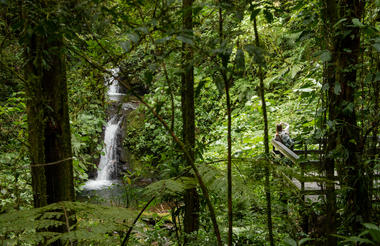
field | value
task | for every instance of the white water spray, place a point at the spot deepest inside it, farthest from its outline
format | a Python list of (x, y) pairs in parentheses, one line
[(110, 158)]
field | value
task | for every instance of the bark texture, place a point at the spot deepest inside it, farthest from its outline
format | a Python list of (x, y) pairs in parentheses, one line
[(47, 112), (191, 197), (344, 135)]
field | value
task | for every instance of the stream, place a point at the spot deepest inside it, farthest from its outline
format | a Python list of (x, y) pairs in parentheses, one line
[(106, 188)]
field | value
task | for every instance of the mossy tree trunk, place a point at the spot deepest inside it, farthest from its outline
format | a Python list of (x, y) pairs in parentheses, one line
[(329, 16), (191, 198), (47, 111), (344, 137)]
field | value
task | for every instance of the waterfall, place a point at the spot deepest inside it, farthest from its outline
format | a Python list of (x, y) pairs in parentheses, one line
[(110, 155)]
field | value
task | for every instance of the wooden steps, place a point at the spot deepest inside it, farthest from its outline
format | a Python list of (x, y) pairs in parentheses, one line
[(309, 182)]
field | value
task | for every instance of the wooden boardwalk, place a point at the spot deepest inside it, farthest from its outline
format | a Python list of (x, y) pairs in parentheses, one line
[(310, 180)]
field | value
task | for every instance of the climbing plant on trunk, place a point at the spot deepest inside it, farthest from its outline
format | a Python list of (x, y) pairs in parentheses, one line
[(47, 110), (191, 198)]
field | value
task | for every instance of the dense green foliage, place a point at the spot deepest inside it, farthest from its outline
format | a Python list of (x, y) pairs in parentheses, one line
[(144, 39)]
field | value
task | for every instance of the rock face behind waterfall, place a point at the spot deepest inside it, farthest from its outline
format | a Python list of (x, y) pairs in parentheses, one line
[(113, 162)]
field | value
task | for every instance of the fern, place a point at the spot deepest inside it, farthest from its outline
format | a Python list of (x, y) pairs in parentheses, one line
[(93, 223)]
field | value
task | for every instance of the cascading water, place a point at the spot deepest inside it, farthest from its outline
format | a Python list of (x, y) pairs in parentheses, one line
[(110, 155)]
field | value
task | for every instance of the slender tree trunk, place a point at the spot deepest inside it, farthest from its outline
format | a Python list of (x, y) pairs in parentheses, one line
[(227, 84), (330, 13), (266, 142), (48, 118), (345, 53), (191, 196)]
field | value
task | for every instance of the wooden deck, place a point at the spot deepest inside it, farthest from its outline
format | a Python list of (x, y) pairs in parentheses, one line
[(311, 184)]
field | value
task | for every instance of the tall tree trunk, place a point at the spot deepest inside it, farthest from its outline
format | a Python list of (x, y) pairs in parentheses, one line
[(266, 142), (227, 84), (48, 118), (191, 196), (346, 52), (330, 15)]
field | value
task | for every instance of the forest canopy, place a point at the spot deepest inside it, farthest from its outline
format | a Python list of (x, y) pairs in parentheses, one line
[(197, 95)]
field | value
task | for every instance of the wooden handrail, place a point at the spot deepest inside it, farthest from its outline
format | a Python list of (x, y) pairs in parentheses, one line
[(285, 151)]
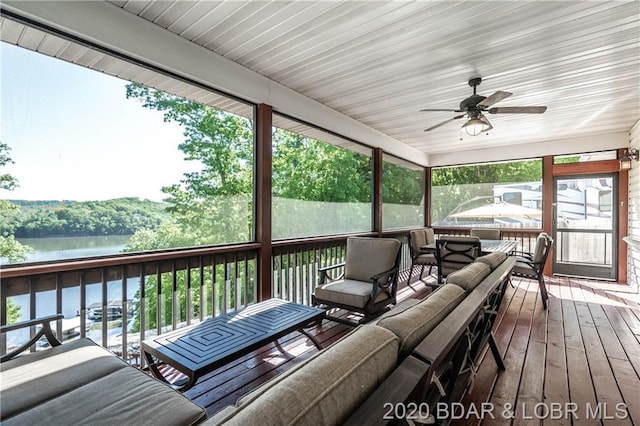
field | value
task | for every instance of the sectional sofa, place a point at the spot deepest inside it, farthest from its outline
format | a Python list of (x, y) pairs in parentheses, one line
[(420, 351)]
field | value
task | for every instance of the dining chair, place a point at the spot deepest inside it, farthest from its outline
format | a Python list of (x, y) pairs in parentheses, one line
[(531, 265), (417, 239), (486, 233), (453, 253)]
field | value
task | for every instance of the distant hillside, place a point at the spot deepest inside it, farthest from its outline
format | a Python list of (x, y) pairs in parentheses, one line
[(49, 218)]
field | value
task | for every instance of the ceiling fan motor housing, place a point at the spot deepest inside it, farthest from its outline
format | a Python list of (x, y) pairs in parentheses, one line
[(471, 102)]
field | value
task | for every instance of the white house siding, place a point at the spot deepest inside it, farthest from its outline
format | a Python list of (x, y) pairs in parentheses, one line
[(633, 272)]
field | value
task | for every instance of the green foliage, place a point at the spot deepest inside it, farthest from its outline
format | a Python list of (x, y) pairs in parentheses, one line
[(309, 170), (13, 311), (7, 181), (215, 204), (121, 216), (454, 186), (10, 249)]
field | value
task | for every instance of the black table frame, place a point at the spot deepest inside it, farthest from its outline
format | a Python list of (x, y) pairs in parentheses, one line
[(199, 349), (487, 246)]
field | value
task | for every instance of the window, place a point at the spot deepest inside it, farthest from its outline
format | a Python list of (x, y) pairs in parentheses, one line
[(585, 157), (104, 165), (505, 195), (321, 182), (402, 193)]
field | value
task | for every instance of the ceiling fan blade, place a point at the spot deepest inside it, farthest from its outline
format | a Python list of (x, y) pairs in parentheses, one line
[(444, 122), (447, 110), (484, 117), (496, 97), (518, 110)]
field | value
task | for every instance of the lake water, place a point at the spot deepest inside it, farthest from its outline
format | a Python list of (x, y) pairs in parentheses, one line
[(57, 248)]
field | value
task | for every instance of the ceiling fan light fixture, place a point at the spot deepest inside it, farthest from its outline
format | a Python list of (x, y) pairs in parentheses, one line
[(475, 126)]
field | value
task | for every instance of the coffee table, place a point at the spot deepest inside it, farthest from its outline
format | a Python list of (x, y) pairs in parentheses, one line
[(487, 246), (199, 349)]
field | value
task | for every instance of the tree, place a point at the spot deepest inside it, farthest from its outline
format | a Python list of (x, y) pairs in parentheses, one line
[(10, 249), (214, 204), (452, 186)]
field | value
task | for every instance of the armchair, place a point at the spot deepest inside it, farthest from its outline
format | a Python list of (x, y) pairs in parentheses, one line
[(454, 253), (368, 283), (417, 239), (531, 265)]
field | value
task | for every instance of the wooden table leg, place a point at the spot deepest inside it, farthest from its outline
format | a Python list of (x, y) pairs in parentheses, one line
[(180, 385)]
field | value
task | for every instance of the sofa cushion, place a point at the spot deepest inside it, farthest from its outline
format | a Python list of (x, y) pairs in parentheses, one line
[(413, 324), (125, 397), (326, 388), (493, 259), (348, 292), (470, 276), (368, 256)]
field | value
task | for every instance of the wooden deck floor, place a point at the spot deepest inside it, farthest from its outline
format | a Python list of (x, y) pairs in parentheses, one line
[(580, 356)]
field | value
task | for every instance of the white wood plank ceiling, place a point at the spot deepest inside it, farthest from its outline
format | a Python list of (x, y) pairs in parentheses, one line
[(380, 62)]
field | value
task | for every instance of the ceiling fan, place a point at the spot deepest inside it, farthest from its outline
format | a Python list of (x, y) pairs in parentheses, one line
[(475, 106)]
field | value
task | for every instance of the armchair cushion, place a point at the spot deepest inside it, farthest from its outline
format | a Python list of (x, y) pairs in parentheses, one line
[(367, 257), (412, 325), (469, 277), (348, 292), (493, 259)]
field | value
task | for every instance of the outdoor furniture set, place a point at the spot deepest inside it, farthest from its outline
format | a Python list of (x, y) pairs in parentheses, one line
[(424, 350)]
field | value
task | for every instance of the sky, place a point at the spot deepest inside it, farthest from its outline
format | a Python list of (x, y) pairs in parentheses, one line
[(74, 135)]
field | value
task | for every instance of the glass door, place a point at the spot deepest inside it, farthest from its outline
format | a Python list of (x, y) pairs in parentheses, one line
[(585, 226)]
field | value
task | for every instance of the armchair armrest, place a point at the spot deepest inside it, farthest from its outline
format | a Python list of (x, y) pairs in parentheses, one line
[(324, 272), (388, 272), (44, 331)]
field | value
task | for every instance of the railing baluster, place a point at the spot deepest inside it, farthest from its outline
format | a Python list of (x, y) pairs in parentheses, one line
[(188, 292), (158, 299), (58, 305), (32, 310), (125, 314), (203, 301), (104, 307), (174, 296)]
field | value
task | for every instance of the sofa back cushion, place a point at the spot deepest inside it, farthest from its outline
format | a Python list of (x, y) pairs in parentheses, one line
[(413, 324), (324, 389), (493, 259), (368, 256), (470, 276)]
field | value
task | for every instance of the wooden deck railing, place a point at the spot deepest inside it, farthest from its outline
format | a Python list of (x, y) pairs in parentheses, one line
[(123, 299)]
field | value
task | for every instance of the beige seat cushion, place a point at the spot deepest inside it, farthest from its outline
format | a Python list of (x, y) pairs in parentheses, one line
[(413, 324), (348, 292), (493, 259), (32, 379), (326, 388), (470, 276), (82, 383), (367, 257), (125, 397)]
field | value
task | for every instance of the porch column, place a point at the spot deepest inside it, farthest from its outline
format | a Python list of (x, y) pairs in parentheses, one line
[(377, 191), (547, 204), (427, 197), (263, 172)]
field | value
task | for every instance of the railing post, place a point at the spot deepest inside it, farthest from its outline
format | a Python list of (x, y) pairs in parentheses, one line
[(377, 190), (263, 170)]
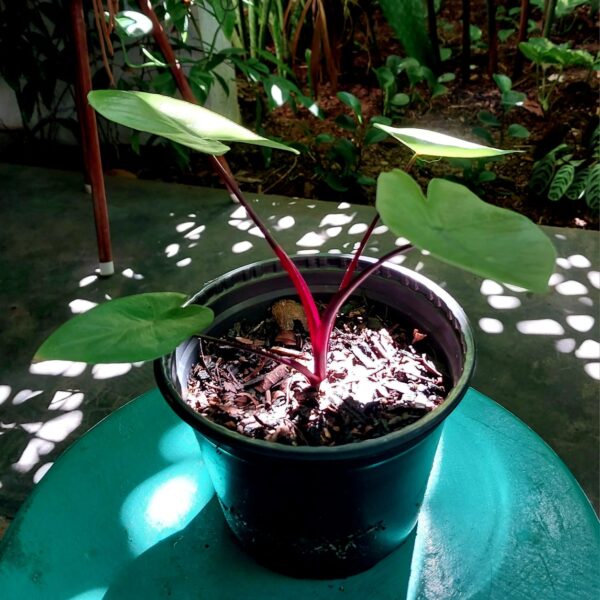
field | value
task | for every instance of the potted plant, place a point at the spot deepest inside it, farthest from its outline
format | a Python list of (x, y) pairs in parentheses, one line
[(309, 506)]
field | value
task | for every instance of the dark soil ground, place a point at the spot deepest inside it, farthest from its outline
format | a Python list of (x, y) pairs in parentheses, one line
[(380, 379)]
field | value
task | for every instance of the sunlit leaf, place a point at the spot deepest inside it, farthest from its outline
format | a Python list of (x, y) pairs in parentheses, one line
[(129, 329), (503, 82), (188, 124), (432, 143), (457, 227)]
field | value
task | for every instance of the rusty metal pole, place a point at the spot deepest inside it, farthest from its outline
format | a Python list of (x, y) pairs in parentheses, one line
[(89, 139), (160, 37)]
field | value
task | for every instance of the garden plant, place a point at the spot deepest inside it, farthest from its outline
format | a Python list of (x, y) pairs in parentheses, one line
[(450, 222), (334, 508)]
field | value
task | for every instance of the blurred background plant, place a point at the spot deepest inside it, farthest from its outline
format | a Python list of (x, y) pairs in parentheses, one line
[(318, 75)]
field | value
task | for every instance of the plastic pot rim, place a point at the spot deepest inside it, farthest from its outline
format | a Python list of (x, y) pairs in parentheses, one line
[(381, 446)]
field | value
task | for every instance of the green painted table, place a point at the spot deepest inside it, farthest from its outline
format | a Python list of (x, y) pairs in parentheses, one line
[(128, 512)]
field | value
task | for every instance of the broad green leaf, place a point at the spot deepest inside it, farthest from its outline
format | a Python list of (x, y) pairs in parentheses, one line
[(400, 99), (503, 82), (513, 98), (346, 122), (457, 227), (324, 138), (373, 136), (561, 182), (129, 329), (432, 143), (131, 25), (353, 102), (439, 90), (188, 124), (385, 77), (486, 176), (518, 131), (484, 134)]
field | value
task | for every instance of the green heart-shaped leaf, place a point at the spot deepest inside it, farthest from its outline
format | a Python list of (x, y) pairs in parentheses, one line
[(456, 226), (129, 329), (432, 143), (188, 124)]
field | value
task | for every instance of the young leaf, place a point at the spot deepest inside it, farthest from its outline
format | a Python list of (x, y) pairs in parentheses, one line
[(592, 187), (518, 131), (577, 188), (131, 25), (542, 173), (487, 118), (456, 226), (503, 82), (129, 329), (182, 122), (431, 143), (483, 133), (353, 102), (513, 98), (400, 99)]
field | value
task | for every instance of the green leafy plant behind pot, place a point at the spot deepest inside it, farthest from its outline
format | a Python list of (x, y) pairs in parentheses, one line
[(450, 222)]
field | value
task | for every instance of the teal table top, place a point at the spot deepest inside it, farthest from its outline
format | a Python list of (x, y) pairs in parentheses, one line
[(129, 512)]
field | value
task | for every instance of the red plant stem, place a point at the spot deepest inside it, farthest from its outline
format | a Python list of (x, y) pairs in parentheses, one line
[(308, 302), (288, 362), (352, 266)]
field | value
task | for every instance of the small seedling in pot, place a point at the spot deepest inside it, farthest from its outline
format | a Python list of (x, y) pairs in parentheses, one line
[(448, 221)]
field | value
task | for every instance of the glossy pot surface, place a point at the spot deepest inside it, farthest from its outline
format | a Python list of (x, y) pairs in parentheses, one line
[(316, 511)]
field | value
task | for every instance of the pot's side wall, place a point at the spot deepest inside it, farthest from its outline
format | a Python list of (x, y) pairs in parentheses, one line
[(320, 519)]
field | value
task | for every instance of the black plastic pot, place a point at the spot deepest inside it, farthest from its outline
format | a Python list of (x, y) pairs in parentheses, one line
[(323, 512)]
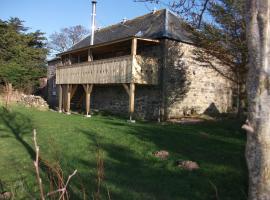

Description of the task
Gather every line in the records above that contains the word "waterfall" and copy each one. Uppercase and lowercase letters count as different.

Task solution
task | for every instance of the waterfall, place a point at the spot deepest inside it, farthest from its outline
task | for every instance of the rock face behind waterfall, place a point at the spot deepest inside it, farthest from its outline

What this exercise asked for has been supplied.